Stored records
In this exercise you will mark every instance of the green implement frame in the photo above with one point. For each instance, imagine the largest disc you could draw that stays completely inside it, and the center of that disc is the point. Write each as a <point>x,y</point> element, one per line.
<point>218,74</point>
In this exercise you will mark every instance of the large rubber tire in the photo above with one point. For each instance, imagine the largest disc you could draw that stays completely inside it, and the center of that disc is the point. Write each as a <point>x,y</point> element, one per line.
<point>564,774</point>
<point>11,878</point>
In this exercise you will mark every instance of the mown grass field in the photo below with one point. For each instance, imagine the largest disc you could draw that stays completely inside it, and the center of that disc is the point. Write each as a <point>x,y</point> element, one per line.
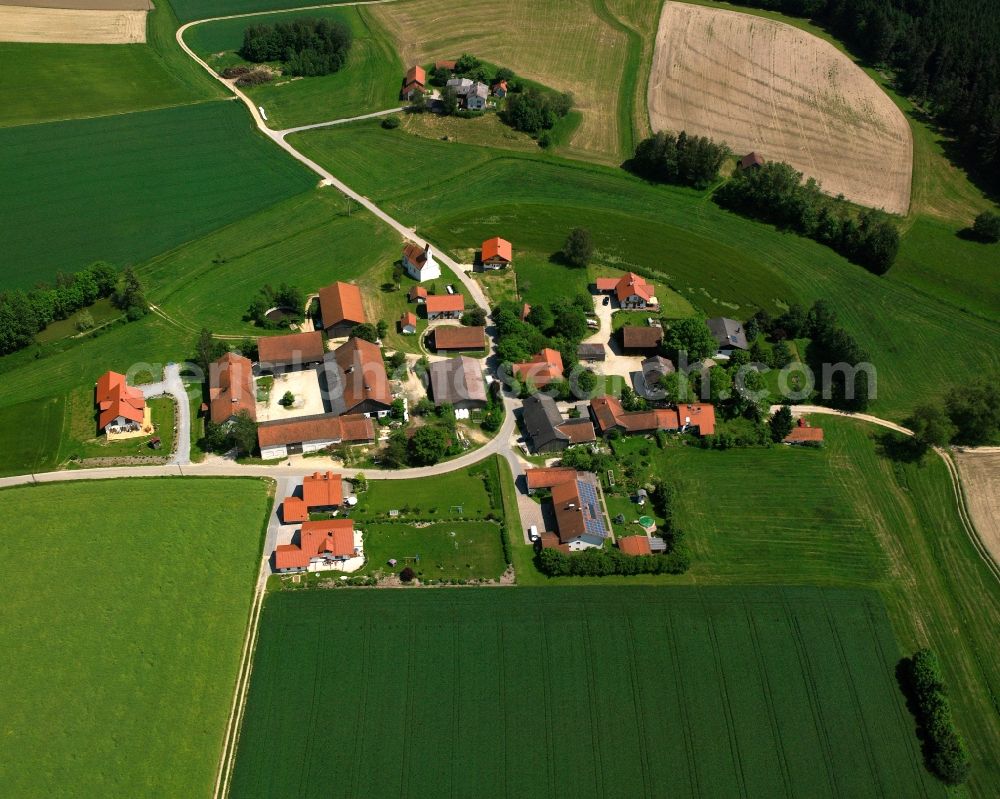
<point>47,82</point>
<point>457,195</point>
<point>125,607</point>
<point>368,82</point>
<point>581,692</point>
<point>844,516</point>
<point>127,187</point>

## Directions
The answer is a faithful copy of the records above, with the pictures removed.

## Response to this exercise
In this exercise you will mark every instance of the green implement frame in the photo above with one point. For each instance, imagine the largest disc you could draw that stays completely inside it, and the center of that disc is the point. Write each as a <point>x,y</point> element, one per line.
<point>218,74</point>
In this exercise you will mark every instance of the large rubber tire in the photo above with one point. For each instance, imagine the largest disc you could draw that stays completely inside it, and the center of that disc is the point. Write each as a <point>x,y</point> element, one per line.
<point>564,774</point>
<point>11,878</point>
In this exercise you will mark every instance of the mown grass field in the photo below with one point. For each instance, imagine the largest disc you could draw that stays completely inside it, and the center of that disc is the point. Write each as a <point>x,y</point> element, one per line.
<point>47,82</point>
<point>457,195</point>
<point>125,607</point>
<point>368,82</point>
<point>581,692</point>
<point>844,516</point>
<point>127,187</point>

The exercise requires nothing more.